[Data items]

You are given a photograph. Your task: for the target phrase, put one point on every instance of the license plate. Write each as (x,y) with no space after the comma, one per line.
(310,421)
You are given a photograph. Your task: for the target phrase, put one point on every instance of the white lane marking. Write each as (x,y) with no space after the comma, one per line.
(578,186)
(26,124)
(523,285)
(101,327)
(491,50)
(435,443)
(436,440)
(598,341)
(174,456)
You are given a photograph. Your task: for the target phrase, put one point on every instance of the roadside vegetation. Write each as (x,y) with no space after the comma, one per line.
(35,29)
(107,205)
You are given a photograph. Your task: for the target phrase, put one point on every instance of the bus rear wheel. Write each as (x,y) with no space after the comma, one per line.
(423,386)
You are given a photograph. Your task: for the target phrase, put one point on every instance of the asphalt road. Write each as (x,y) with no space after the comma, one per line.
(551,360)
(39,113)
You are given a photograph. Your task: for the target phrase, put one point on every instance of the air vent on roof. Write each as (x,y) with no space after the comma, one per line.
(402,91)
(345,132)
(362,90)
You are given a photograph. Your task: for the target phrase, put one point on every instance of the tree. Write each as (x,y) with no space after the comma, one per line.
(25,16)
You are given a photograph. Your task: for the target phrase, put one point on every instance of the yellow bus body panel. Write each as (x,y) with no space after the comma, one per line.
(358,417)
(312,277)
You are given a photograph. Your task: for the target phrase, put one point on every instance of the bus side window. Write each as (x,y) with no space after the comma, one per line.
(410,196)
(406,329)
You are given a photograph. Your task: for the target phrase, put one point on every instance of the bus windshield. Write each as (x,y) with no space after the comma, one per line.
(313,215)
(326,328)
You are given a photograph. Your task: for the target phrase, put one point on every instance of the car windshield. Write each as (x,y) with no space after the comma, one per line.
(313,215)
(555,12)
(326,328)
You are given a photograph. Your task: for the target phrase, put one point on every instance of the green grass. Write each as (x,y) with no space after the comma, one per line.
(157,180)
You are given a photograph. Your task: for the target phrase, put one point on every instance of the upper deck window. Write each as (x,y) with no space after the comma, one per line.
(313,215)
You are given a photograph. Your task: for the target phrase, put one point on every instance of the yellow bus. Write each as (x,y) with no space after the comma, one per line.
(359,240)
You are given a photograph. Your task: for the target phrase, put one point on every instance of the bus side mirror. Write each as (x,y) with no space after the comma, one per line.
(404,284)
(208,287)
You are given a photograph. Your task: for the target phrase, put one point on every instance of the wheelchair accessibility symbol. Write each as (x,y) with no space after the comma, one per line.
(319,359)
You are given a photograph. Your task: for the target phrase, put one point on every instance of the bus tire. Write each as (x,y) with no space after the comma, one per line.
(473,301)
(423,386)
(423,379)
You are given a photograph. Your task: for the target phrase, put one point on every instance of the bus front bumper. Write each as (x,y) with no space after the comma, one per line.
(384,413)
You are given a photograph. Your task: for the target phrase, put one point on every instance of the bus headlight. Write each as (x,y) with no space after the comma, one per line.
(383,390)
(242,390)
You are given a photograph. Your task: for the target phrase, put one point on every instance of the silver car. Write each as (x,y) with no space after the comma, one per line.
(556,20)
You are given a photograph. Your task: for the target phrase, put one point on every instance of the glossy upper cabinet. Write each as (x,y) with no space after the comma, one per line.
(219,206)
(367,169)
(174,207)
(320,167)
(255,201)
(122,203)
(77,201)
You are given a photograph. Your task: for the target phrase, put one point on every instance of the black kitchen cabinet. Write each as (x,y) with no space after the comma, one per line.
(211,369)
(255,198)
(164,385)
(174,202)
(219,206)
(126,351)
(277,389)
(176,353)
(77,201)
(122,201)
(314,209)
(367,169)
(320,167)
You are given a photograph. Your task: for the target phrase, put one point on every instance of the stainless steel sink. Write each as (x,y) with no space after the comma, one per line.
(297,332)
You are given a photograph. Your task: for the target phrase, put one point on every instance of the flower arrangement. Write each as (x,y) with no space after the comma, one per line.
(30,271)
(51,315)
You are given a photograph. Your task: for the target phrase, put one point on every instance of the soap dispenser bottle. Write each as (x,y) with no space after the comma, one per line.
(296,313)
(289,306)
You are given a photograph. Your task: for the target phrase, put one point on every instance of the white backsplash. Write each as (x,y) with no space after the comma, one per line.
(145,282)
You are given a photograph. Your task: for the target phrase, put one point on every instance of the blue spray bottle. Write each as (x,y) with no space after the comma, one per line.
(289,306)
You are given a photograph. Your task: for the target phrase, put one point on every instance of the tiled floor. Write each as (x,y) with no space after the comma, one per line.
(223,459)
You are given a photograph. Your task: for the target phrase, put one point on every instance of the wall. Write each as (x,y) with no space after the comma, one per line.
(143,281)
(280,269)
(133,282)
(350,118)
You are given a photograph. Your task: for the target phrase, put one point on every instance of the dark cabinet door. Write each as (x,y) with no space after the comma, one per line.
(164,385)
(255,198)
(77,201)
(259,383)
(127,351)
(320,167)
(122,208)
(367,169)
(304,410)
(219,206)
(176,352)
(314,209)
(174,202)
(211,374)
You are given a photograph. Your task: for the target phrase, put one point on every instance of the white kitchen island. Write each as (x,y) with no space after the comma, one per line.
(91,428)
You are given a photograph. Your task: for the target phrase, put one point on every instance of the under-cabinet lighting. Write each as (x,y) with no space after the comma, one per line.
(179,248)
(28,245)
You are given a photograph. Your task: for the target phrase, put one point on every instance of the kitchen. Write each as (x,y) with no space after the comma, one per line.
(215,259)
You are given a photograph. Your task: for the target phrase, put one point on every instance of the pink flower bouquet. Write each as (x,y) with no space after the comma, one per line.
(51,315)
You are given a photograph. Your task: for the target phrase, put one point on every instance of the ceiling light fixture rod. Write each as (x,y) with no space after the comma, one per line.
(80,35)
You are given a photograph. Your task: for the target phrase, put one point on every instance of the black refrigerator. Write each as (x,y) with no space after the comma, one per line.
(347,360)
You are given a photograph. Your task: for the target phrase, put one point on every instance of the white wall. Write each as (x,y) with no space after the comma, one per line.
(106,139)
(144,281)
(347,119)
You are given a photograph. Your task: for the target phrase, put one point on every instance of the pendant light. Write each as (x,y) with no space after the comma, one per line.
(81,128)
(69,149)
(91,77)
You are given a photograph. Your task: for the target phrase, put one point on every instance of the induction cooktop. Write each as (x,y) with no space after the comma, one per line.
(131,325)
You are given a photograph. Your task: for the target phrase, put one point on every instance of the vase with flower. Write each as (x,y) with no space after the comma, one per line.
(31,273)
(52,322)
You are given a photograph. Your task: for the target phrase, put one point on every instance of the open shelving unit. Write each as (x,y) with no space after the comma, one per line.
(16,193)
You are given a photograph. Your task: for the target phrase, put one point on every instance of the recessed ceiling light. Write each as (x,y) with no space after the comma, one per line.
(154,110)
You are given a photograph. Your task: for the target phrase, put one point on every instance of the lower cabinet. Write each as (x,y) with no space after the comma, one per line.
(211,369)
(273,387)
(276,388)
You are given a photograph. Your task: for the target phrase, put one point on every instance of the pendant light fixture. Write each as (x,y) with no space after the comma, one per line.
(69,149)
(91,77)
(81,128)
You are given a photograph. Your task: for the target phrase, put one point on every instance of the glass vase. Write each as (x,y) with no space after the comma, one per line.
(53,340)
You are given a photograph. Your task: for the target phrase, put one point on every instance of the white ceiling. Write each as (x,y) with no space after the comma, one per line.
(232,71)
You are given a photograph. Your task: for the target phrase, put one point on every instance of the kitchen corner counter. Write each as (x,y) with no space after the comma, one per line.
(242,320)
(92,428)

Task requirements:
Type the data again exactly. Leave nothing out.

Response for this exercise:
You are given a photograph. Your task: for the target phrase, put one point on every instance of the license plate. Write each as (x,y) with no space after the comma, one per line.
(310,421)
You are given a photograph. Your task: for the target phrase, put one point on every instance of the white lane marking. Write each as (x,y) with no space after the comma, one per line.
(578,186)
(26,124)
(523,285)
(101,327)
(491,50)
(435,443)
(436,440)
(598,341)
(174,456)
You are given a photograph. Your task: for the target phrase, put one point on every instance of the roadside vegetation. Write each as (x,y) with no space after the comma, one per line.
(35,29)
(107,205)
You are given a photograph. Your task: for the target phrase, put one point on every instance of the bus rear wheel. Write each as (x,y) with no space after the comma, one per line.
(423,386)
You are given a photograph. Your task: for the target phrase, put one point on every instance of the asphalt road. Write each as (x,y) with no space after the comma, one per line.
(551,360)
(39,113)
You are given a photograph. Your task: for the target phrase, put one point on every instance of the air vent on roof. Write each as (x,y) with no space after the comma, one per line.
(402,91)
(345,132)
(362,90)
You are given a photograph. Your task: for the target phrase, put one point on every instance of the tree. Write each as (x,y) with no space after the comma, one per line.
(25,16)
You are given a photograph. Your task: for the target phrase, put one point on every instance of the yellow bus body panel. Write each as (x,y) with no space after the comma, one per line.
(358,417)
(312,277)
You are given a photograph. Your task: for the target phrase, put one point on every instance of the bus side window. Write each as (x,y) with no space after the comma, one per line.
(410,196)
(406,329)
You are given a photograph. Your task: for the target phrase, put one point on every instance of the bus windshield. Write each as (x,y) with no space after the comma, one per line.
(313,215)
(326,328)
You are given a photograph. Your task: for the target phrase, put one point on every instance of the car windshield. Write each as (x,y) with no space after the comma, one per line.
(313,215)
(555,12)
(326,328)
You are given a photograph. Your task: for the target phrase, put one point on every instance of the green grass. Write each as (x,y) with no space after the comma, one per line.
(157,180)
You are given a photograph. Your task: for the target phrase, put one point on every instance of the upper deck window. Write each as (x,y) with no space after the comma, one per line.
(313,215)
You are given a photograph. Your task: for the target phrase, put one point on every instance of the yellow bus. Write each as (x,y) with no space after the comma, one per line.
(359,240)
You are given a photograph. Your task: for the target phrase, put one point on every instance of the bus side mirror. Write each as (x,y) with no space after the comma, one per line.
(404,284)
(208,287)
You are given a photograph. Your task: for the target phrase, put one point on every instance of the wheelchair accessibility symbol. Write each as (x,y) with no space after the comma, one per line.
(319,359)
You are given a photograph. Your task: for the target phrase, put one point on every instance of the bus tire. Write each as (x,y) with no space after the comma, one per line.
(473,301)
(423,386)
(423,379)
You are given a photograph. Your task: for the target phrase, put one point on every instance of the bus front bumper. Write each as (x,y) with no space after the comma, one per line.
(384,413)
You are given a photograph. Your task: for the target phrase, put one point on every instance of the bus headlight. Write each as (x,y) with no space after the comma, one per line.
(383,390)
(242,390)
You are given a photograph. Your task: for the target phrase, put one point on every instance of the silver car. Write each as (x,y) with no space after the comma, one per line.
(556,20)
You are given a photograph. Your task: for the target phrase, put one point on every instance of the glossy upper cabinet. Write each as (x,y) with no space after the comma, one per line.
(219,206)
(367,169)
(174,207)
(320,167)
(255,201)
(122,203)
(77,201)
You are given a photograph. Your task: for the target phrase, put one point on every instance of the black kitchen cabinet. Write each as (x,y) with no space after the comma, one per line.
(211,369)
(255,198)
(164,385)
(174,202)
(219,206)
(126,351)
(277,389)
(176,353)
(77,201)
(122,201)
(314,209)
(367,169)
(320,167)
You are given a photograph. Your task: for the target phrase, put one point on every instance of the stainless steel sink. Write each as (x,y) with no space after the comma, one per line.
(297,332)
You are given a photograph. Your task: for the target phrase, put one point on every instance of the flower arrangement. Write each as (x,y) with no space after the comma, one per line.
(30,271)
(51,315)
You are given a photograph. Your task: for the target phrase, put one point on every instance of the soap dispenser bottle. Write each as (x,y) with no space after the comma, one per line.
(296,313)
(289,306)
You are given a photograph. Your task: for the target phrase, put one point on every instance of the white backsplash. Write each as (x,y) with no space after the comma, one per line.
(145,282)
You are given a photograph. Your task: for the target phrase, put one point on every instance of the blue spray bottle. Write each as (x,y) with no space after the comma, one per line.
(289,306)
You are given a photograph. Your task: for the target phrase, put one point on every instance of the tiled floor. Write each as (x,y) with no space after the comma, one per line.
(223,459)
You are given a photograph. Your task: for the target phrase, put one point on every instance of the wall. Write each as (x,y) with no space after the comma, one per line.
(143,281)
(280,269)
(133,282)
(350,118)
You are given a photograph. Your task: for the target phrase, put one point on every instance of the dark cabinet door. Write each as (x,y) with no space after the comma, one per line.
(164,385)
(255,198)
(77,201)
(259,383)
(127,351)
(320,167)
(122,208)
(367,169)
(304,410)
(219,206)
(176,352)
(314,209)
(174,202)
(211,374)
You are given a photograph. Your task: for the target phrase, put one point on every instance of the white kitchen island. Write each as (x,y) with no space after the comma, one per line.
(91,428)
You are given a photograph. Your task: for the target phrase, put one point on every instance of the under-cabinet lighting. Write each as (x,y) with no space after the comma, one per line.
(179,248)
(28,245)
You are given a photograph. Your task: for the target phrase, put one point on every instance of the kitchen. Write each as (x,y) with no space after the comma, one per line.
(215,259)
You are given a photograph. Your task: for the target phrase, put one point on every instance of the pink flower bouquet. Write each as (x,y) with no space after the comma, one per line.
(51,315)
You are given a photograph. Your task: for the target phrase, put one point on every instance of the ceiling light fixture rod. Write each as (x,y) with no space after the comma, one per line.
(80,35)
You are given a photograph. Your task: for the target phrase, put one point on every instance of the black refrigerator. Write each as (x,y) with no space after the comma, one per line.
(347,360)
You are given a photograph. Your task: for the target phrase, put one point on every instance of the white wall. Write each as (x,y) with no space after the comma, one per line.
(106,139)
(144,281)
(347,119)
You are given a photograph. Your task: for the target phrase, put one point on every instance of the pendant light. Write each as (x,y) with no space after the comma, one per line.
(81,128)
(69,149)
(91,77)
You are given a photograph. Your task: for the target phrase, put one point on every instance of the induction cooktop. Write each as (x,y) with no space after the comma, one per line.
(131,325)
You are given a photograph. Your task: for the target phrase, put one point on every instance of the vase with flower. Write each as (x,y) with no space after the comma, one per line.
(31,273)
(52,322)
You are given a photograph. Your task: for the target phrase, put one point on every instance of the open shelving unit. Write each as (x,y) with no space after the comma, one per line.
(16,193)
You are given a photograph. Your task: for the target phrase, put one point on every instance of the recessed ceiling light. Write each as (x,y) with no space after the comma, one per line.
(154,110)
You are given a photograph. Your task: for the target phrase, put one point on every instance of the lower cabinet. Write each as (x,y) with no space after the comma, one per line.
(211,369)
(273,387)
(276,388)
You are given a photograph. Your task: for the target phrase, put one point on every instance of the pendant light fixture. Write each as (x,y) with no space after the comma, one per line.
(69,149)
(91,77)
(81,128)
You are given a photograph. Your task: for the target phrase, put one point on every instance of the glass vase. Write each as (x,y) with no space after the comma, one per line.
(53,340)
You are given a photograph. Your task: for the target phrase, put one point on every instance of the white ceiling. Write each as (x,y) with no space after the comma, one per line.
(232,71)
You are given a photograph. Your task: for the target phrase, put one point on every instance of the kitchen corner counter. Write each as (x,y) with no space after the comma, one per line.
(242,320)
(92,428)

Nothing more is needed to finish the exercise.